▶ **Required work**
Copy every line from the start of the items through the line with "[507, 123, 633, 314]", leaving out the picture. In the answer box, add 71 to each coordinate and keep the sample output boxes unchanged.

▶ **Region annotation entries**

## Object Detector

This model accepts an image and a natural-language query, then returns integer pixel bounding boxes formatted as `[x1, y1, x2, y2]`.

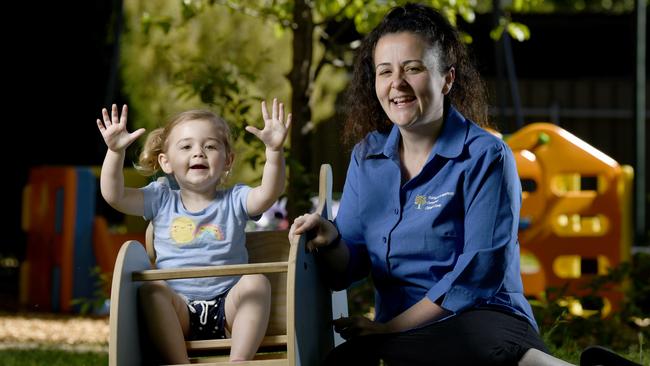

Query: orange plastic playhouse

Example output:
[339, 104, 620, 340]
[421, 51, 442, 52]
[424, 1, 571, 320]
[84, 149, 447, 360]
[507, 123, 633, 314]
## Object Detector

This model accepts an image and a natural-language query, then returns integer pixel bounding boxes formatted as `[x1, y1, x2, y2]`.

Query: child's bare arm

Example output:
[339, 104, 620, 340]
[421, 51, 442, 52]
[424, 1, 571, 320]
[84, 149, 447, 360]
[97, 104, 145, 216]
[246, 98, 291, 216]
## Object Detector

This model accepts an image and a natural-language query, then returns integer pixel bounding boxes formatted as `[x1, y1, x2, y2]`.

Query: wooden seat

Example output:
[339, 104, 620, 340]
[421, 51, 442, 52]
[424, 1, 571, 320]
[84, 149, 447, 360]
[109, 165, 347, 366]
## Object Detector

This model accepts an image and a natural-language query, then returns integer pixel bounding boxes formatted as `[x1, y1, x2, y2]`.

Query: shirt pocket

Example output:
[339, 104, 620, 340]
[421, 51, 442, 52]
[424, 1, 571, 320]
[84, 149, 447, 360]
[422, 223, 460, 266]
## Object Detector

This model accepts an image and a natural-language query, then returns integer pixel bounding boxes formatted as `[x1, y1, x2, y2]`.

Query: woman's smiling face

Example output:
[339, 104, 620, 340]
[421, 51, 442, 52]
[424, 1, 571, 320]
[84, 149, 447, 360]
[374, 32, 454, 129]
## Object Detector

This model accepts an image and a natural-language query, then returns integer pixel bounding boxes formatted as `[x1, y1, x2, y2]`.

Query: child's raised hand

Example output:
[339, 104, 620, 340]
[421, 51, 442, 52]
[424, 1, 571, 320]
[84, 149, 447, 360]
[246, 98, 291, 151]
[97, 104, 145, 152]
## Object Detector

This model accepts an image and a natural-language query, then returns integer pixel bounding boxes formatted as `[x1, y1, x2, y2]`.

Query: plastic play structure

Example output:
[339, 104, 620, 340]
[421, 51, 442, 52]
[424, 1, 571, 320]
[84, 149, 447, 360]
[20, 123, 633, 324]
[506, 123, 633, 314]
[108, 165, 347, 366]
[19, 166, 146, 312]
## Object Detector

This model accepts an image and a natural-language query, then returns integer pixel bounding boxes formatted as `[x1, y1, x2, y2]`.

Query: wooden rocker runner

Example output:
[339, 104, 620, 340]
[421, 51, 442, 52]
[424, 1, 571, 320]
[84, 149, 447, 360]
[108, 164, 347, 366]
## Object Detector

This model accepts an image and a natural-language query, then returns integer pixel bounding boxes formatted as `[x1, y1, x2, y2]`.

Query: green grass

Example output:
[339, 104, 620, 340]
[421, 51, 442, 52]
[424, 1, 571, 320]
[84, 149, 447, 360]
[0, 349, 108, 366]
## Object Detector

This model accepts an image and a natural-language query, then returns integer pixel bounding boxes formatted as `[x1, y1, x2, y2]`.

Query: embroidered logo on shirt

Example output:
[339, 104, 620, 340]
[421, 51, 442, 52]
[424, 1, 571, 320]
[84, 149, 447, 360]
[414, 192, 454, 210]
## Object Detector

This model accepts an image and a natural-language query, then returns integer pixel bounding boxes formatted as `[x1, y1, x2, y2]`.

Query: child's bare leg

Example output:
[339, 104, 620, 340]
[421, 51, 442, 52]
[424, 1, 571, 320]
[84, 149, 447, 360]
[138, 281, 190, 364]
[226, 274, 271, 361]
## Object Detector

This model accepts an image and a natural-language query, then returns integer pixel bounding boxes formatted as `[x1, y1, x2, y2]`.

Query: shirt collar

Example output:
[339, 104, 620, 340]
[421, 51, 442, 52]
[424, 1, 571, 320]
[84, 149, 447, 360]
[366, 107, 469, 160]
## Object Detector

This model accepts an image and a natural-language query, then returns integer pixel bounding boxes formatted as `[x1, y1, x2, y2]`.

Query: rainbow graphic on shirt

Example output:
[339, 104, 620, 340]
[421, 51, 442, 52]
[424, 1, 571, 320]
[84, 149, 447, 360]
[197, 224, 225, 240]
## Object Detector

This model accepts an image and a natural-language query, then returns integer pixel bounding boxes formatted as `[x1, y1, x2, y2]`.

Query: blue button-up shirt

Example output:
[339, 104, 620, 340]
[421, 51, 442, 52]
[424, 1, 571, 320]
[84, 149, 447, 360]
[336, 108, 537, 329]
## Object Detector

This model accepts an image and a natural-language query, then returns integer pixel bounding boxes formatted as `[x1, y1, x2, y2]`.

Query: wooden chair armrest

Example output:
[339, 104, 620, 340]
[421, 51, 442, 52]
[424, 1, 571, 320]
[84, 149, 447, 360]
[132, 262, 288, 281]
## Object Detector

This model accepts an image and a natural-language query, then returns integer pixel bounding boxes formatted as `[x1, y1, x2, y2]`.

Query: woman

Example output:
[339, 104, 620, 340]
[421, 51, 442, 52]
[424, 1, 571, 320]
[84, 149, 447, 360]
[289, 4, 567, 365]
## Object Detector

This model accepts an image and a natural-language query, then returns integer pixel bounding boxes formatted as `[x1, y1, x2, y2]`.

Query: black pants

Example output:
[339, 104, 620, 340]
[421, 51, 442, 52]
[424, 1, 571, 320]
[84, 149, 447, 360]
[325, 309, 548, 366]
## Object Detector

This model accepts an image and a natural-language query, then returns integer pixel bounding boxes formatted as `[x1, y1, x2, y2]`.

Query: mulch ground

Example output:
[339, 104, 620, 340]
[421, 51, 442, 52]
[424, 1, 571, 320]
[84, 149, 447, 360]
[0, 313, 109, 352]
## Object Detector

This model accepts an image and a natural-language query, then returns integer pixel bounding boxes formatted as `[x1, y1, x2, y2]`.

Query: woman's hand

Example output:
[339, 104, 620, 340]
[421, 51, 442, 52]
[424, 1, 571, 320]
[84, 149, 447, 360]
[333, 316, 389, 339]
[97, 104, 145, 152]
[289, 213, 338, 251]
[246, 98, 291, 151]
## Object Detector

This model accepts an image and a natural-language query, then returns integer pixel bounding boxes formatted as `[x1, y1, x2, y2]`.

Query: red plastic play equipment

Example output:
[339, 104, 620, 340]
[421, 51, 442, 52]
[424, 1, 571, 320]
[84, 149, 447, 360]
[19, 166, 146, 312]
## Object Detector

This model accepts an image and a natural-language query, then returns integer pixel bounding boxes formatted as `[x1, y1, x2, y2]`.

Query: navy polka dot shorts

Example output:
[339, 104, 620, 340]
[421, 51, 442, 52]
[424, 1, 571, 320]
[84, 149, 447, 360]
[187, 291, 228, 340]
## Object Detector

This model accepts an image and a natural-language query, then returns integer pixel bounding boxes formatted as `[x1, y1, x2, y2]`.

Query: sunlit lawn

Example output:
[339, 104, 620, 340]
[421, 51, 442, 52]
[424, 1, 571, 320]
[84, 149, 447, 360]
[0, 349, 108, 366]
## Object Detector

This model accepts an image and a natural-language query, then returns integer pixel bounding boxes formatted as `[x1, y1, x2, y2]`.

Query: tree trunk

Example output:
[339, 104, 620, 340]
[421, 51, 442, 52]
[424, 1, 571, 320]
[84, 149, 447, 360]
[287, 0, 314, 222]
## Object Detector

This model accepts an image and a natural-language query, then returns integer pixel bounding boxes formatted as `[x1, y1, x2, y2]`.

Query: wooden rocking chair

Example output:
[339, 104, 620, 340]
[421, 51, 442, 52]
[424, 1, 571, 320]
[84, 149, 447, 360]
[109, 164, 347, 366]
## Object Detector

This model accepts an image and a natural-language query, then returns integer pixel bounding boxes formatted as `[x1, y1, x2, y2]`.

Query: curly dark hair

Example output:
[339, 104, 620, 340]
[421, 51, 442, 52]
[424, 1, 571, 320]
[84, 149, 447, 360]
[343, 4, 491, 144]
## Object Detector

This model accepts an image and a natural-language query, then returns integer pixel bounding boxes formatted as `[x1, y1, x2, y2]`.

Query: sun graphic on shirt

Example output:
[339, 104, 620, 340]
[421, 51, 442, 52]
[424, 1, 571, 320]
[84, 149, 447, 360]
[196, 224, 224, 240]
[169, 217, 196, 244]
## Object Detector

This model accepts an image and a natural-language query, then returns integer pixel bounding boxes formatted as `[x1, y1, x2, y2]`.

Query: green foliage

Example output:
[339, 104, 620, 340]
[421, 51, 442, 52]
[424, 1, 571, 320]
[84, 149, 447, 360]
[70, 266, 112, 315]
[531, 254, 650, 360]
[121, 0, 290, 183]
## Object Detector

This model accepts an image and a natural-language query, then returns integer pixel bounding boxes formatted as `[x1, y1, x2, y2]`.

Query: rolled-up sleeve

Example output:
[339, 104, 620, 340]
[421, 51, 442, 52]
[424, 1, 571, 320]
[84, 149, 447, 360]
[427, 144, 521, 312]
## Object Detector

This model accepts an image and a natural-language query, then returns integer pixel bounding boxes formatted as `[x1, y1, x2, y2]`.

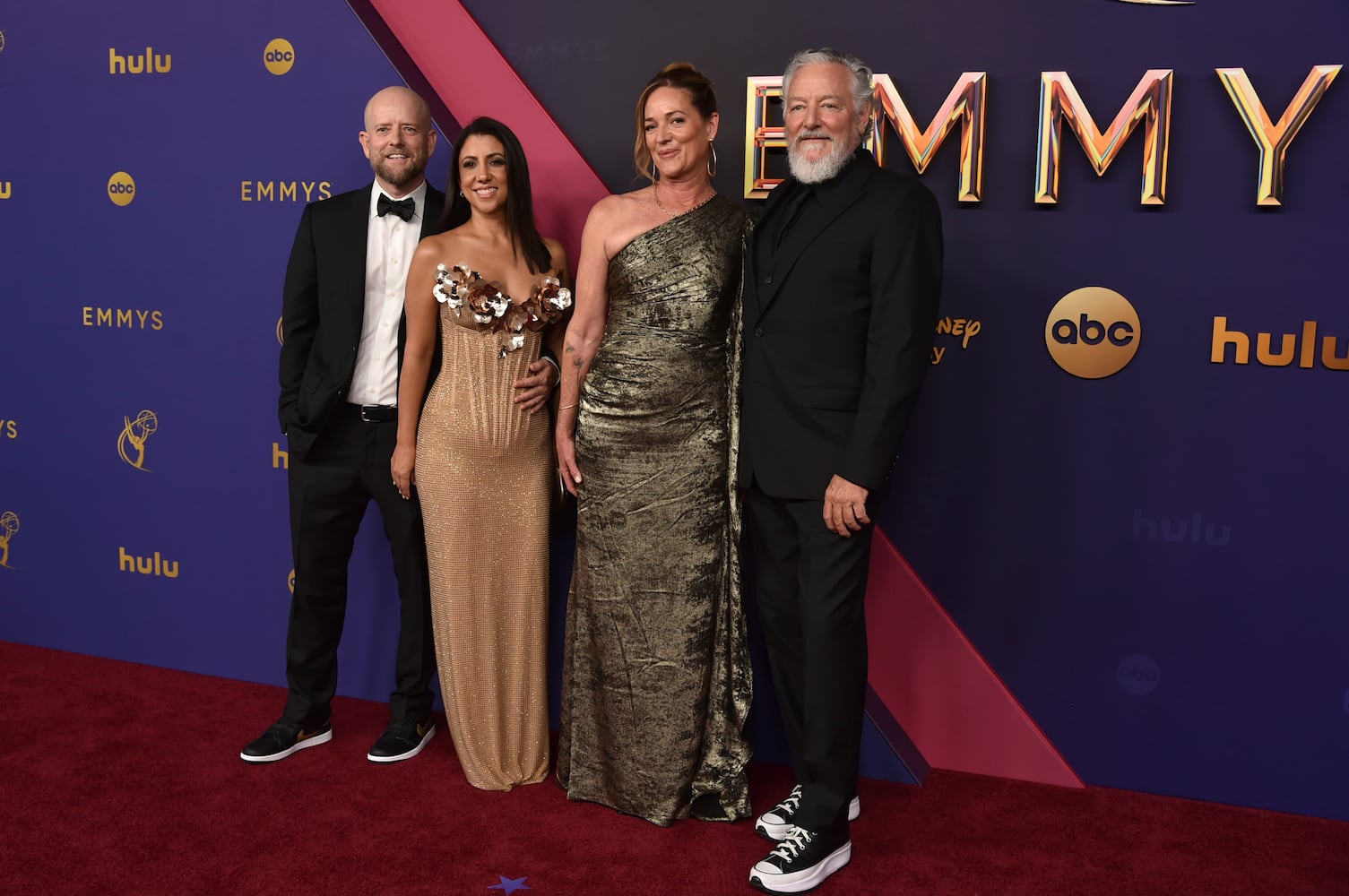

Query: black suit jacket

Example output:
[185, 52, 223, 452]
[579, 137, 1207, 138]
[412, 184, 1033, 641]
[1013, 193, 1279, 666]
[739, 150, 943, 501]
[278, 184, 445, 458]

▶ **Reply to the task**
## Object Detector

This model accepts an image and a natural-language query, then returns integer pixel bounding boxes formatted as `[x1, y1, x2, y2]`.


Query: orange plastic playhouse

Example output:
[339, 104, 620, 340]
[421, 51, 442, 52]
[424, 1, 571, 320]
[84, 149, 447, 360]
[578, 194, 704, 385]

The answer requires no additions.